> [Exercise details] Repeat all the material exactly; pictures stay out of your copy.

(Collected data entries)
-----
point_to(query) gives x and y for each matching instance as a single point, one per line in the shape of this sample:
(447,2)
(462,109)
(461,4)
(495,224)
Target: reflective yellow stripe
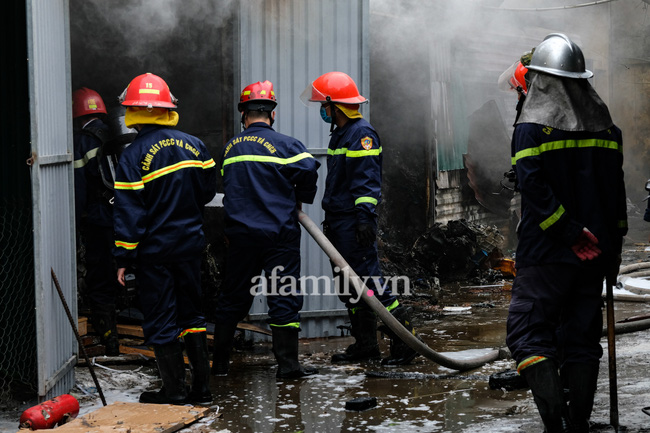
(354,153)
(565,144)
(288,325)
(78,163)
(170,169)
(360,153)
(341,151)
(265,158)
(129,185)
(392,306)
(366,200)
(191,331)
(126,245)
(553,218)
(530,361)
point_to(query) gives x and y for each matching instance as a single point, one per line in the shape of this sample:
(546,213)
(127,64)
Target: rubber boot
(544,382)
(364,330)
(285,349)
(400,352)
(171,367)
(104,320)
(224,335)
(581,380)
(196,347)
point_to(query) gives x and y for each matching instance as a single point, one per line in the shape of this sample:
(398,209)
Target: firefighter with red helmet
(164,179)
(352,194)
(94,213)
(266,178)
(568,157)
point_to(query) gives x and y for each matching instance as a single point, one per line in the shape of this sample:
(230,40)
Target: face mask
(323,114)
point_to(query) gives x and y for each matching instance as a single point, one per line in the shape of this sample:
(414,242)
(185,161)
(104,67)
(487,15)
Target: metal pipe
(384,314)
(611,345)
-----
> [Output for this task]
point_to(query) gives x and y for each matching instance as a single point, one per line in the shape of this sample:
(447,2)
(462,109)
(461,4)
(495,224)
Target: reflective yellow stripe
(354,153)
(565,144)
(288,325)
(78,163)
(170,169)
(360,153)
(341,151)
(265,158)
(129,185)
(392,306)
(366,200)
(191,331)
(126,245)
(553,218)
(530,361)
point_to(query) gives x and y for each matching instance as a single point, one per line in the shape of this sample:
(546,213)
(127,64)
Target: rubber boot
(544,382)
(364,330)
(285,349)
(400,352)
(171,367)
(104,320)
(224,335)
(581,380)
(196,347)
point_to(query) gives x and y for each matching instance as a single point, one per line in the shape of this sample:
(398,209)
Target: firefighter with red helmet
(164,179)
(352,194)
(94,213)
(266,178)
(568,157)
point_to(query) gives x and y for each matching instance as a single point, one per line in the shape of this sample:
(230,40)
Target: face mask
(323,114)
point_to(query) gives x and y for each matching instance as a single point, one per line in the shape of this sample:
(414,242)
(185,161)
(104,67)
(487,15)
Target: metal pipe
(384,314)
(611,345)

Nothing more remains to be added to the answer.